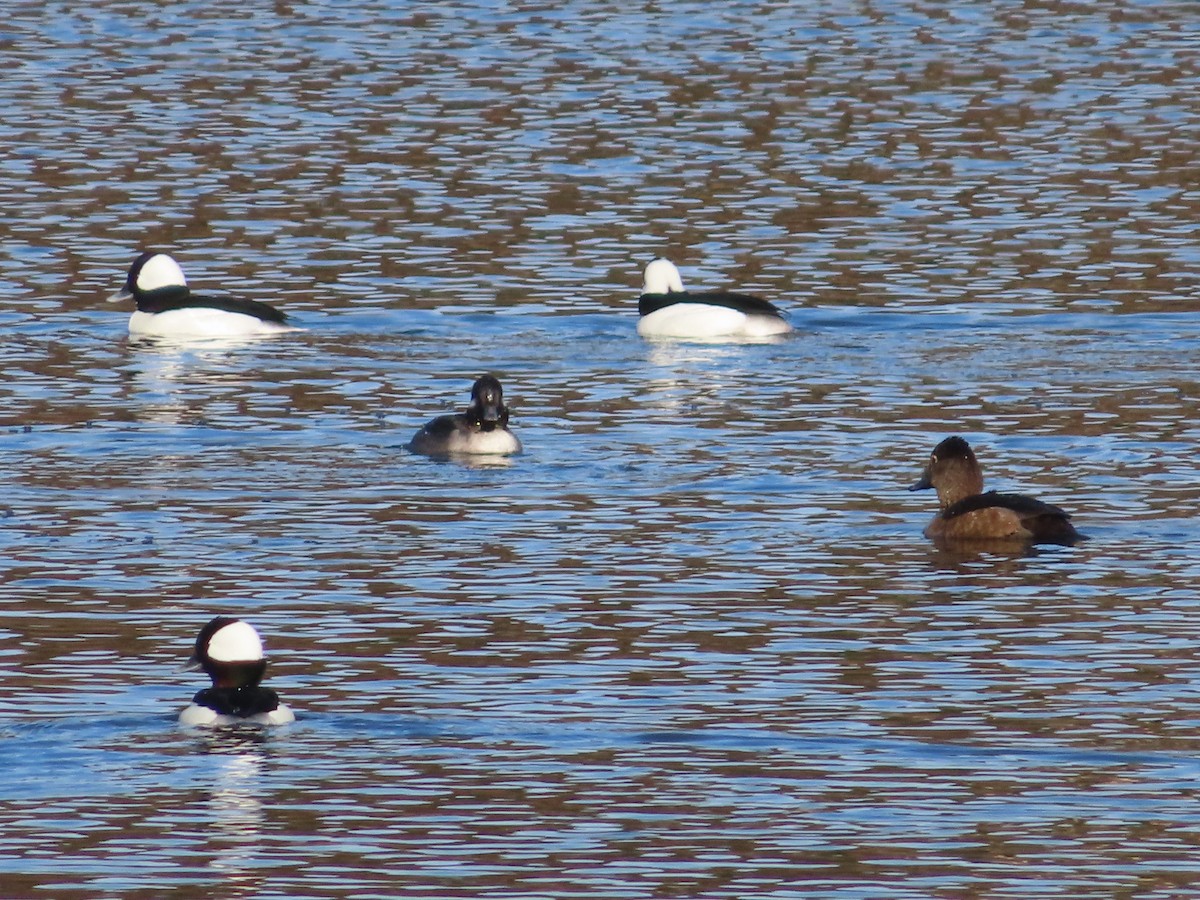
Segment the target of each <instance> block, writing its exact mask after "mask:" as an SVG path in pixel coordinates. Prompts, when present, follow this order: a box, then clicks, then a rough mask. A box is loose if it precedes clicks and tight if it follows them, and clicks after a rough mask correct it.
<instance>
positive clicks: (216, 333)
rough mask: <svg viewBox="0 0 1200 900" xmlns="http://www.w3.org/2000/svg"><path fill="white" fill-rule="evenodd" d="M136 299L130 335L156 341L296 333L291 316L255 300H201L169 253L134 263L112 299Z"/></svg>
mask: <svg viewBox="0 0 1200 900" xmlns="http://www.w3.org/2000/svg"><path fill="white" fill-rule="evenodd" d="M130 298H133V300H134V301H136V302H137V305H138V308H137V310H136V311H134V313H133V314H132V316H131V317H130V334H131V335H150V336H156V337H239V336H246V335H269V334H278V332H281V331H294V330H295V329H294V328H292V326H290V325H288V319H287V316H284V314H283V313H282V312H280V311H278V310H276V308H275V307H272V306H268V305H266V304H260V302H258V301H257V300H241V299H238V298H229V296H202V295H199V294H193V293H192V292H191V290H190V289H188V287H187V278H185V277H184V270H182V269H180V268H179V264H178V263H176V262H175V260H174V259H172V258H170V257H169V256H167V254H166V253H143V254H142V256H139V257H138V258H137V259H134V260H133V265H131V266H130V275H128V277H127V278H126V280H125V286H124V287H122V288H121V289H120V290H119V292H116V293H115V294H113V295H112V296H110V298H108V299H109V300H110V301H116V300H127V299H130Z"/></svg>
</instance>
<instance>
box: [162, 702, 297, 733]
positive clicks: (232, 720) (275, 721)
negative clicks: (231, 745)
★ ★ ★ ★
What you should do: Wherever a picture appears, omit it; copy the rest of the data exactly.

Solution for this exercise:
Segment the target of each <instance> block, writing its exact mask after "mask:" as an SVG path in pixel coordinates. Prompts, when present, follow this order: a box, then clicks, then a rough mask. A box is loose if it precedes clicks and tight if it follows them, and clicks after a rough mask correct it.
<instance>
positive clicks: (216, 333)
rough mask: <svg viewBox="0 0 1200 900" xmlns="http://www.w3.org/2000/svg"><path fill="white" fill-rule="evenodd" d="M136 299L130 335L156 341L296 333L291 316L255 300H201L169 253L134 263L112 299Z"/></svg>
mask: <svg viewBox="0 0 1200 900" xmlns="http://www.w3.org/2000/svg"><path fill="white" fill-rule="evenodd" d="M130 298H133V300H134V301H136V302H137V305H138V308H137V310H136V311H134V313H133V314H132V316H131V317H130V334H131V335H150V336H156V337H239V336H246V335H269V334H278V332H281V331H294V330H295V329H294V328H292V326H290V325H288V319H287V316H284V314H283V313H282V312H280V311H278V310H276V308H275V307H272V306H268V305H266V304H260V302H258V301H257V300H241V299H238V298H229V296H202V295H199V294H193V293H192V292H191V290H190V289H188V287H187V278H185V277H184V270H182V269H180V268H179V264H178V263H176V262H175V260H174V259H172V258H170V257H169V256H167V254H166V253H143V254H142V256H139V257H138V258H137V259H134V260H133V265H131V266H130V275H128V277H127V278H126V280H125V286H124V287H122V288H121V289H120V290H119V292H116V293H115V294H113V295H112V296H110V298H108V299H109V300H110V301H116V300H127V299H130Z"/></svg>
</instance>
<instance>
box: [162, 702, 297, 733]
positive clicks: (232, 720) (275, 721)
negative clicks: (231, 745)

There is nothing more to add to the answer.